CONSIGNES DE LA TÂCHE:
Trouvez, s'il vous plaît, chaque ligne ci-dessous qui contient la chaîne « clump », puis recopiez-la.

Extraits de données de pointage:

------------------------------------------------------------------------

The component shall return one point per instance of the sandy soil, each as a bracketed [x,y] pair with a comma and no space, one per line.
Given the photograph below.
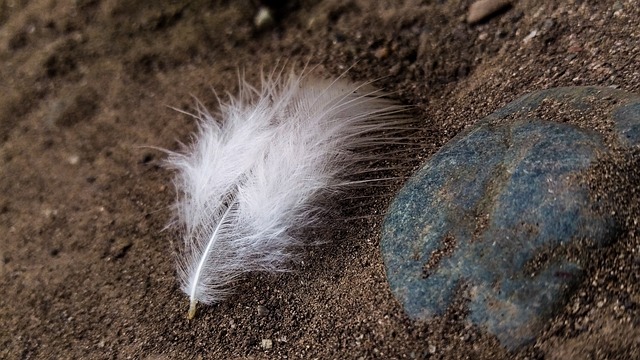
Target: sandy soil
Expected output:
[86,270]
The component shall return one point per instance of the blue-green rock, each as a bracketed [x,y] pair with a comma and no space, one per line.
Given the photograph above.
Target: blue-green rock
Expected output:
[500,217]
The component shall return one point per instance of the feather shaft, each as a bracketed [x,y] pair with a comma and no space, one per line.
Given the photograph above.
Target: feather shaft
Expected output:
[250,181]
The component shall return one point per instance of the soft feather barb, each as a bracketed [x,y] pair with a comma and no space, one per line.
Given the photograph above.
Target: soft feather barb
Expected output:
[254,176]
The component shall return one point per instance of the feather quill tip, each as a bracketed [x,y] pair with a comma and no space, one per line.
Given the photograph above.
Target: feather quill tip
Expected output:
[192,309]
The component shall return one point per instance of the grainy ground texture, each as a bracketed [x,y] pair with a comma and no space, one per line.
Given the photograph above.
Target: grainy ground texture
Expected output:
[86,267]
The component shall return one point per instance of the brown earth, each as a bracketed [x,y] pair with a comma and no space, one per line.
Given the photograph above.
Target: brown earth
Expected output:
[86,270]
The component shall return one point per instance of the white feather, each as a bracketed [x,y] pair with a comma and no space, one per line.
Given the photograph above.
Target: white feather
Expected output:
[247,184]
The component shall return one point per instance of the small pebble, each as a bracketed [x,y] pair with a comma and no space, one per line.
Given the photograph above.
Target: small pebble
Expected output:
[483,9]
[266,344]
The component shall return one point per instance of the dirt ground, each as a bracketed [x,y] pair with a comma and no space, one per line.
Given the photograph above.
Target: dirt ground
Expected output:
[86,267]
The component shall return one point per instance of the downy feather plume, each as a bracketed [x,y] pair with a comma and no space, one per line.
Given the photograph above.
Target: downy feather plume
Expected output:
[256,174]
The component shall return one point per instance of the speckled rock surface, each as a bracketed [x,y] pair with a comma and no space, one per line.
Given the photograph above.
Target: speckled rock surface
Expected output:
[499,216]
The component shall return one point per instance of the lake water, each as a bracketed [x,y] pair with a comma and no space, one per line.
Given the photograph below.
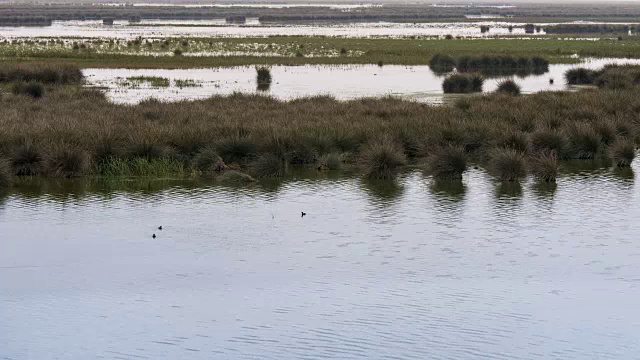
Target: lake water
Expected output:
[217,27]
[376,270]
[289,82]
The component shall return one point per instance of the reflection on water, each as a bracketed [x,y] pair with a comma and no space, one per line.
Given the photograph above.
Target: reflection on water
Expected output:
[289,82]
[154,29]
[405,269]
[449,190]
[509,190]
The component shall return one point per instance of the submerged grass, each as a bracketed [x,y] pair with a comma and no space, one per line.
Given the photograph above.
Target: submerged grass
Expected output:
[240,131]
[509,87]
[161,167]
[382,160]
[622,153]
[447,162]
[544,166]
[508,164]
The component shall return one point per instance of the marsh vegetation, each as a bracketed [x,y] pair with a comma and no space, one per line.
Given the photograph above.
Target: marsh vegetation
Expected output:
[262,136]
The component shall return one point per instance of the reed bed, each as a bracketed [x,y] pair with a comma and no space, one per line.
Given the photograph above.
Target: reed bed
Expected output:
[72,131]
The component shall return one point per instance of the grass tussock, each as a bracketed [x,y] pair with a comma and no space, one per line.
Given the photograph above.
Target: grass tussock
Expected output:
[268,166]
[584,141]
[237,150]
[447,162]
[6,173]
[622,153]
[27,160]
[544,166]
[155,137]
[382,160]
[548,140]
[65,161]
[263,75]
[330,161]
[208,161]
[143,167]
[508,164]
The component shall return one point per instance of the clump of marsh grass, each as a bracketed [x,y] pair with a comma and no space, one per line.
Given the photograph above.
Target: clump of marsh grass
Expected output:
[65,161]
[331,161]
[440,63]
[381,160]
[146,150]
[584,142]
[515,140]
[507,164]
[235,178]
[462,84]
[544,166]
[31,88]
[208,161]
[548,140]
[508,87]
[140,167]
[447,162]
[411,142]
[268,166]
[26,160]
[622,153]
[6,173]
[236,150]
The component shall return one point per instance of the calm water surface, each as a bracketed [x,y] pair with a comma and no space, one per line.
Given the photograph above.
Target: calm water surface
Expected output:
[343,82]
[406,270]
[218,27]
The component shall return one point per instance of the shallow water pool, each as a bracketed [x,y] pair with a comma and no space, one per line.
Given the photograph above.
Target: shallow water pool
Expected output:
[289,82]
[411,269]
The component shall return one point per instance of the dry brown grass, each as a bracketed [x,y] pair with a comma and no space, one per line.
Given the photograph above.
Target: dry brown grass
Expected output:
[241,128]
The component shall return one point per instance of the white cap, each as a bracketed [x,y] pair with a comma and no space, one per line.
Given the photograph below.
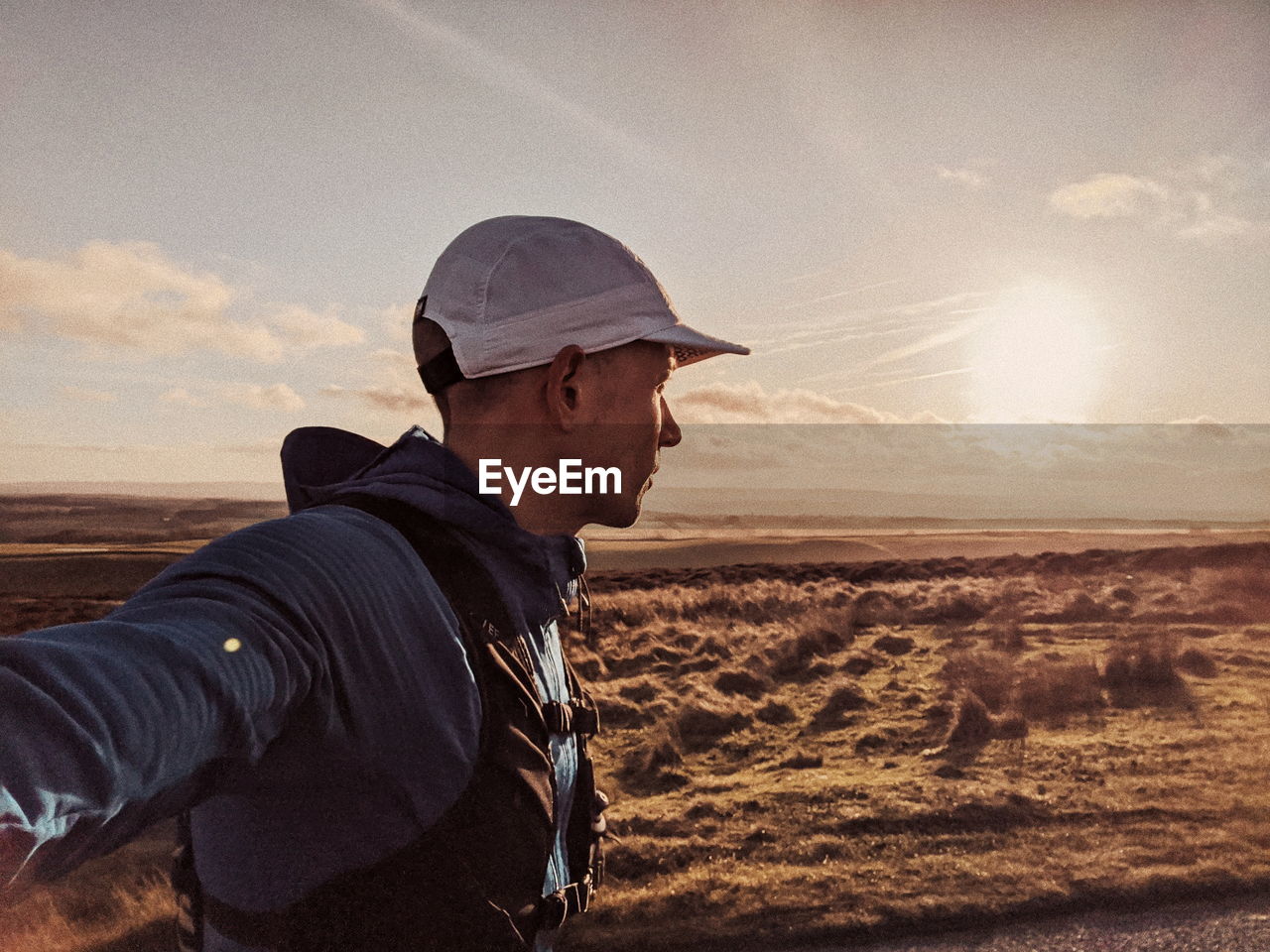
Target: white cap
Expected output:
[509,293]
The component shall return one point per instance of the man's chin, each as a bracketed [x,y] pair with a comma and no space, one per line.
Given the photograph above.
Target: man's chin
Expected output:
[622,517]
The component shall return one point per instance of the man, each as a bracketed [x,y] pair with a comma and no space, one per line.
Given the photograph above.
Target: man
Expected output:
[362,712]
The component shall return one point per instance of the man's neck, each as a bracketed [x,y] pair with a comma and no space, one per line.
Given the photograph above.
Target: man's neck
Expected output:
[543,515]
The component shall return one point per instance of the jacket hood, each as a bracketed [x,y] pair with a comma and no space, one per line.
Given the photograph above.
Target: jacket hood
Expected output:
[535,571]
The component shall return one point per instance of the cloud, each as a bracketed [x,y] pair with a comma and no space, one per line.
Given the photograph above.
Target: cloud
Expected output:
[131,296]
[391,384]
[181,397]
[968,178]
[1198,200]
[308,329]
[751,403]
[397,399]
[277,397]
[1110,197]
[89,397]
[509,77]
[258,397]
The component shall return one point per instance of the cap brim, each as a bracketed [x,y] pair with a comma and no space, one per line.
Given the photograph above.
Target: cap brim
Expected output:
[691,345]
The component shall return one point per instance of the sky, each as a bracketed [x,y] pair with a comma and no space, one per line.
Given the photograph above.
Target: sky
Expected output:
[216,217]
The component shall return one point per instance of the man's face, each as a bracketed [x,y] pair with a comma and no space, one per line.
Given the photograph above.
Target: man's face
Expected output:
[631,424]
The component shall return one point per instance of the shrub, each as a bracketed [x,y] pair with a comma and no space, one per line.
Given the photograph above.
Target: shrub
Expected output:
[740,682]
[1057,689]
[775,712]
[893,644]
[1198,662]
[699,724]
[971,724]
[1142,671]
[838,703]
[989,675]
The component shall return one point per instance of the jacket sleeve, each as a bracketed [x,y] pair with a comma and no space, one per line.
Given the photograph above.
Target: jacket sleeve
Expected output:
[107,726]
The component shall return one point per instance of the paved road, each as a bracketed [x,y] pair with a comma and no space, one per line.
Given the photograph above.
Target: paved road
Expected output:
[1236,925]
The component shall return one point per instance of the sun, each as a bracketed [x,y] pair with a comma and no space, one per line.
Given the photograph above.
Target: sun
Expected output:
[1037,357]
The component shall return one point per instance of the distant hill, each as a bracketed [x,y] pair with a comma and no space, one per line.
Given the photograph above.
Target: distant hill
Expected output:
[171,490]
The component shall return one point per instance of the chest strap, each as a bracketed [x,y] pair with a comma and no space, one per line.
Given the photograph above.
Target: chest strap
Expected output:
[570,900]
[572,717]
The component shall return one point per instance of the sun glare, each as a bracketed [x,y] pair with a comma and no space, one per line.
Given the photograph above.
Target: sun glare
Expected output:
[1037,357]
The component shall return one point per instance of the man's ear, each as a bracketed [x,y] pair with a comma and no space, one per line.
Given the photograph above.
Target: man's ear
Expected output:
[563,386]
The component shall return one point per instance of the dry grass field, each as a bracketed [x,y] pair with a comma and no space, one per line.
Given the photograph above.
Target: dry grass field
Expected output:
[802,752]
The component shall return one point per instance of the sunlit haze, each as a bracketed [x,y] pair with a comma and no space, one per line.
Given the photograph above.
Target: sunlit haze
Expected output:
[214,217]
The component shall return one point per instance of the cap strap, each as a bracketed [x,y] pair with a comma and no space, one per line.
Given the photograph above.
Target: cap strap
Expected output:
[441,371]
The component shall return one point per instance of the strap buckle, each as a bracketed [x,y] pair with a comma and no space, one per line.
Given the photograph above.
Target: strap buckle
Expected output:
[568,900]
[572,717]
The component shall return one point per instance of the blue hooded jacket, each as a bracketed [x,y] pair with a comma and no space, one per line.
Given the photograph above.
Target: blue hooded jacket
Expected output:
[300,684]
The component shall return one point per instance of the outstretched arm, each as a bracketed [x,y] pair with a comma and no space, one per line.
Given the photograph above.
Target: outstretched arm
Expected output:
[111,725]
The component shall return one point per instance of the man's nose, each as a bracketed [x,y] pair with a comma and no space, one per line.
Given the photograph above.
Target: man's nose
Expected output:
[671,434]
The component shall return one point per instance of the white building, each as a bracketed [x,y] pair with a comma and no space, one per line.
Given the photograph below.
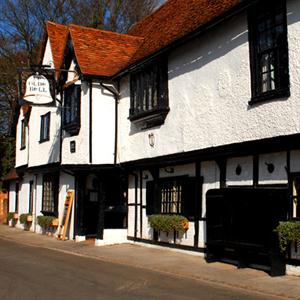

------------------------------------------------------------------------

RÉSULTAT DE L'EXERCICE:
The component shall return one point per instance of the clump of marsh grass, each as a bracketed [x,y] pair with a comma and no space, one per line.
Target: clump of marsh grass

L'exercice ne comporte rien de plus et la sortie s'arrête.